## ASSIGNMENT
Extract, verbatim, all lines starting at the one containing "Target: lawn" and ending with the final line of the listing, and no others.

## RECORD SET
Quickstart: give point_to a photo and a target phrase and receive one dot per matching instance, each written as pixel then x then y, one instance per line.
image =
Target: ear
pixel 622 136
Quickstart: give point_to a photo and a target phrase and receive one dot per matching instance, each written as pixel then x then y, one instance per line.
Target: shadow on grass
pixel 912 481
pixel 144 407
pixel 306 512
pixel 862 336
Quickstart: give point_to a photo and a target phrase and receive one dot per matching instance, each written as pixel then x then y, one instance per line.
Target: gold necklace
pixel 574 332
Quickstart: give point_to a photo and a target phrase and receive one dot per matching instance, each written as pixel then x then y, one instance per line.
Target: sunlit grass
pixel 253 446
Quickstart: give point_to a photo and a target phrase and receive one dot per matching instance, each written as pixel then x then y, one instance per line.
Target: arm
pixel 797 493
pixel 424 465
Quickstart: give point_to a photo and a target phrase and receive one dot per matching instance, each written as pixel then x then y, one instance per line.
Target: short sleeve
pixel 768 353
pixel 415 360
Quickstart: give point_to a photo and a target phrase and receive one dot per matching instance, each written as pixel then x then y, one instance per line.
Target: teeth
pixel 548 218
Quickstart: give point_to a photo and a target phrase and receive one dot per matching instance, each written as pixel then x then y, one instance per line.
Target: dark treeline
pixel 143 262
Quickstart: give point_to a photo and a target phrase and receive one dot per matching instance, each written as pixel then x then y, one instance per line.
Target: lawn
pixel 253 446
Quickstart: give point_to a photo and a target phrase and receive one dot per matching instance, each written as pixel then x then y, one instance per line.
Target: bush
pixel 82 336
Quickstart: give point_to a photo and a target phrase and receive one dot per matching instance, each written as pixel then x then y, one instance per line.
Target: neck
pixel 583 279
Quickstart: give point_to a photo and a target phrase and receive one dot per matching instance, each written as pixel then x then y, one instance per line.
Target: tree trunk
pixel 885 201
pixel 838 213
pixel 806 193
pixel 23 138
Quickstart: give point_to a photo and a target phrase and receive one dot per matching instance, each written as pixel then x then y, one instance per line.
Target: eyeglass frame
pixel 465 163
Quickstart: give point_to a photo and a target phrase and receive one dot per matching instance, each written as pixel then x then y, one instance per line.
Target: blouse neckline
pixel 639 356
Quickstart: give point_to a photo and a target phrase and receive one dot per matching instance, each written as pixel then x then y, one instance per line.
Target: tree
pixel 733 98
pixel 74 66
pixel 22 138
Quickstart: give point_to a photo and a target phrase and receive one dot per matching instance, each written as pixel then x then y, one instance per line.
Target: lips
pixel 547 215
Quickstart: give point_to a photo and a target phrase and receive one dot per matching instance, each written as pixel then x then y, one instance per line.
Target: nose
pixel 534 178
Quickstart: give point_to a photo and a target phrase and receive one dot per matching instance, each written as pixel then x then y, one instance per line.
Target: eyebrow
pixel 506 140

## RESPONSE TO THIS TASK
Target: lawn
pixel 253 446
Quickstart: give point_to a photo and a target phrase and receive one dot per matching instance, each written as pixel then x then y, one instance per line.
Target: bush
pixel 82 336
Quickstart: give point_to a photo and a target phrase and receive one dot per matching instance, each written as pixel then x then y, one instance per line.
Target: neck
pixel 583 279
Quickstart: give point_to a photo and a target phrase and receive one dot per matching instance, each written as pixel then x then y, one instance per line.
Target: tree trunk
pixel 885 201
pixel 838 213
pixel 806 193
pixel 23 138
Quickstart: give point_to a photo and a target phrase and receive one dot per matching instance, each written as pixel then x then y, one instance per line.
Target: eyeglass frame
pixel 465 163
Quickstart: give point_to a photo and a target phrase and receive one dot per matching instance, each written as pixel then x then y, one instance per line.
Target: blouse neckline
pixel 639 356
Quickstart: give point_to a photo and a target phrase and receive one dot per matching instance, each written as pixel then x then y, one instance per line.
Target: tree
pixel 733 98
pixel 74 66
pixel 22 138
Quickstart: give point_to a photo and a target phrase and receive one dot per matching instance, each written as pixel then x then y, one instance per line.
Target: lips
pixel 547 215
Quickstart: give point_to a photo and a target phrase and receive one dot per matching instance, each written as pixel then x then y, one instance per line.
Target: nose
pixel 534 178
Quickstart: give point_to a photo and a target phrase and receive one dot per matching instance, each written as pixel then x then y, one instance per line.
Target: eyebrow
pixel 506 140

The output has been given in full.